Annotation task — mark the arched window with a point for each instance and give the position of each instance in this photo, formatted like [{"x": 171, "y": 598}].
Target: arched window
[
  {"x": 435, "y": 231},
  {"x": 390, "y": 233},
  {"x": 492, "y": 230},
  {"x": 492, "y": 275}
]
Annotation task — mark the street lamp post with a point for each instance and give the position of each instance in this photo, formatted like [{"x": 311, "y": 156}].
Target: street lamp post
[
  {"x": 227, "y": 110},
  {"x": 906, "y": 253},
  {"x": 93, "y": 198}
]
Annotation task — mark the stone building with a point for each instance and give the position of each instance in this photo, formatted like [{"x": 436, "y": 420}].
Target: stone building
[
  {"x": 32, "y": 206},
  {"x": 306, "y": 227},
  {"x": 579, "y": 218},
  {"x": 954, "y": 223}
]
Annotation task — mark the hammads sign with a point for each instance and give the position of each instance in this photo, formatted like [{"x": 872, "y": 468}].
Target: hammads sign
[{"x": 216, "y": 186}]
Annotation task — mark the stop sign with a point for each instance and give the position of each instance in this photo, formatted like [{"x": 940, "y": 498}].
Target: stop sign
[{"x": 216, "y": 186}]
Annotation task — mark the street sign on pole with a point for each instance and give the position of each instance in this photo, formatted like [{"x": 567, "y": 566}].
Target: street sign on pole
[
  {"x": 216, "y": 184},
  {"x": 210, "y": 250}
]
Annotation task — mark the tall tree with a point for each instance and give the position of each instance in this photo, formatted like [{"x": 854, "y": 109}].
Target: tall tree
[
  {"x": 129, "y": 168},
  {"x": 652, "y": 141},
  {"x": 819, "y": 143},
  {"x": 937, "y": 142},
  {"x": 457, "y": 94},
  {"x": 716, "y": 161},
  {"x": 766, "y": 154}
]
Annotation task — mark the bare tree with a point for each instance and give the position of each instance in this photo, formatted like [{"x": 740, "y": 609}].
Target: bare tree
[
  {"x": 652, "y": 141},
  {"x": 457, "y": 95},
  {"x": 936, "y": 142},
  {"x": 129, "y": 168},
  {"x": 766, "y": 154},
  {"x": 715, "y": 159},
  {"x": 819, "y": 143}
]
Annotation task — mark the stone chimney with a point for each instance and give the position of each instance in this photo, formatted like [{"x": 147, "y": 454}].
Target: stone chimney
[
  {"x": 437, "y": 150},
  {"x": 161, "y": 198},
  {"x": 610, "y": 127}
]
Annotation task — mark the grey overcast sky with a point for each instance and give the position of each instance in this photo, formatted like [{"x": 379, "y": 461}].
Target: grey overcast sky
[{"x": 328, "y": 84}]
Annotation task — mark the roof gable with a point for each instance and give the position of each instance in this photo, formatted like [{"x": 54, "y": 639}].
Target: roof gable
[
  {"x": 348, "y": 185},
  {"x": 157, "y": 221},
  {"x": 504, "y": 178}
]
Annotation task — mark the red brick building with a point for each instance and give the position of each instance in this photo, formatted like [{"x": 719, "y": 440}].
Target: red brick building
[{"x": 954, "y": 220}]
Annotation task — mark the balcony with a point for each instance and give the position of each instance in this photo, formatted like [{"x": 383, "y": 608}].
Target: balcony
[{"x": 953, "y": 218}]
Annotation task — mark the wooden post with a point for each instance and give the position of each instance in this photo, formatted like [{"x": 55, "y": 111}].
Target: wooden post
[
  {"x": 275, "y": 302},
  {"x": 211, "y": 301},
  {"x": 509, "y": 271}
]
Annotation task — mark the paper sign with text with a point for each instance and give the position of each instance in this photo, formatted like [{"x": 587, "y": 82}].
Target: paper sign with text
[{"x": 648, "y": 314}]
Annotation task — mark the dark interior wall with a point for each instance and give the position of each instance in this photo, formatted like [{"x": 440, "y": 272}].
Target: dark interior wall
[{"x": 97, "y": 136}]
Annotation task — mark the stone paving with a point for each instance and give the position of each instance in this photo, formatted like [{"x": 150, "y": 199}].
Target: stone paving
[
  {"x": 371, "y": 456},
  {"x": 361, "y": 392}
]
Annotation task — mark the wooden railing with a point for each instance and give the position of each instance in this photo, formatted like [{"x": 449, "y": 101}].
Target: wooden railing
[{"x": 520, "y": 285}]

_Exercise instructions_: Quote the data above from the line containing "Target: tall tree" to the line containing "Annotation task — mark the grey", inclusive, and stop.

_Response below_:
Target: tall tree
[
  {"x": 129, "y": 168},
  {"x": 652, "y": 141},
  {"x": 819, "y": 143},
  {"x": 937, "y": 142},
  {"x": 457, "y": 94},
  {"x": 716, "y": 161},
  {"x": 766, "y": 154}
]
Annotation task — mark the bare tree with a point for each instance and give the position of each instance in this photo, formatted like [{"x": 740, "y": 609}].
Target: bare tree
[
  {"x": 652, "y": 141},
  {"x": 457, "y": 95},
  {"x": 936, "y": 142},
  {"x": 129, "y": 168},
  {"x": 766, "y": 154},
  {"x": 715, "y": 159},
  {"x": 819, "y": 143}
]
Annotation task — mark the stone chimney with a point for each instance and give the position of each instance in this photo, formatted like [{"x": 147, "y": 454}].
Target: stone chimney
[
  {"x": 437, "y": 150},
  {"x": 161, "y": 198},
  {"x": 610, "y": 127}
]
Annotation task — mark the grey overcast sky with a point for each instance and give the position of each instance in this photo, formatted like [{"x": 379, "y": 461}].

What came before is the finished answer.